Check your understanding
1 – Repeat the elk hunt passage word for word, between "Casey Jones has" and "it crushes us.", inclusive.
2 – Answer these questions using the elk hunt passage:
(a) Whose tracks did the writer see?
(b) What was falling rain compared to?
(c) What did the writer learn how to do with the elk?

Provided text
Casey Jones has struck out.

I thought this would be the year I would finally kill my first elk, but here I am the day after my hunt with no meat to show for the season.  Yesterday I walked out of the woods with my head hanging low in disappointment.  Sometimes we get so fraught with expectations for ourselves or the situations we find ourselves in, and when these expectations are not met, it crushes us.

Yet, here I am, the day after the hunt, still a bit sad, but reflecting on the experience.

I got to spend hours upon hours out in the woods with nothing but bird song, bugs buzzing, well locations thumping, trees rustling, and the occasional jet passing overhead.  I saw numerous varieties of birds, wild turkeys, coyotes, deer, elk, and even a bear. I even saw mountain lion tracks.

I walked miles upon miles, exploring the countryside, gaining much-needed exercise.  I saw storms in the distance, heard thunder, watched lightening, witnessed rain falling like diamonds, and learned to grin and bear it as I got drenched but couldn’t move.

I saw elk.  Boy, did I see elk! I watched them and heard them and smelled them. I was surprised by them and surprised them. I learned how to pattern them, and I did take a few shots, but it was not meant to be.

In the end, I didn’t get the prize. What a disappointment!

Or was it?

[Recorded data]
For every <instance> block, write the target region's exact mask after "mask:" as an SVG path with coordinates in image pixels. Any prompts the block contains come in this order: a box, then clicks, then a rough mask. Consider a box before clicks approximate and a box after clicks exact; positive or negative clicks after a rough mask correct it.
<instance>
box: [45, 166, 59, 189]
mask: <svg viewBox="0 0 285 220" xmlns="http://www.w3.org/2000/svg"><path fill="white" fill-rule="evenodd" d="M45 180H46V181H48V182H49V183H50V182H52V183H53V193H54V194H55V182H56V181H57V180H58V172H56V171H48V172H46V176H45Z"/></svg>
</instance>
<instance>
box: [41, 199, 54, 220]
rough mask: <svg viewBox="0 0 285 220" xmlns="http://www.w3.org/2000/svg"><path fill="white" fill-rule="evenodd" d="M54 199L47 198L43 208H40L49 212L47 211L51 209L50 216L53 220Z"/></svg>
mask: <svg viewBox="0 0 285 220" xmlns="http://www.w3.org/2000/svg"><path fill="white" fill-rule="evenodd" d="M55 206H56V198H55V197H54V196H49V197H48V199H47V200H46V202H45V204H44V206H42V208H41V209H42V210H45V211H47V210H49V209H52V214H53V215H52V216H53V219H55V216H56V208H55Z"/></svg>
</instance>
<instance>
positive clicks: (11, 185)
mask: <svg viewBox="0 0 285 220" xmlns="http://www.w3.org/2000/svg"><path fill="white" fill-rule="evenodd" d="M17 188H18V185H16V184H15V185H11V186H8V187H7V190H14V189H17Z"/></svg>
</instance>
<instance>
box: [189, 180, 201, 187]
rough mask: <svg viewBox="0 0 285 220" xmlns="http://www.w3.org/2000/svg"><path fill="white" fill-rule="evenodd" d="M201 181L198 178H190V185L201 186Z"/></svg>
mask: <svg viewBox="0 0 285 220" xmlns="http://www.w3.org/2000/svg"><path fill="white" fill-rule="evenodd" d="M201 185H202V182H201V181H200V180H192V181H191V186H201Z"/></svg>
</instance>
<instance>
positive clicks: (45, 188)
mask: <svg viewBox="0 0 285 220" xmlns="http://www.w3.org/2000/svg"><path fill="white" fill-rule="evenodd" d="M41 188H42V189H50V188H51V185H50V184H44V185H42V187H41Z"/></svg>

Answers to this exercise
1 –
Casey Jones has struck out.

I thought this would be the year I would finally kill my first elk, but here I am the day after my hunt with no meat to show for the season.  Yesterday I walked out of the woods with my head hanging low in disappointment.  Sometimes we get so fraught with expectations for ourselves or the situations we find ourselves in, and when these expectations are not met, it crushes us.

2 –
(a) A mountain lion's
(b) Diamonds
(c) Pattern them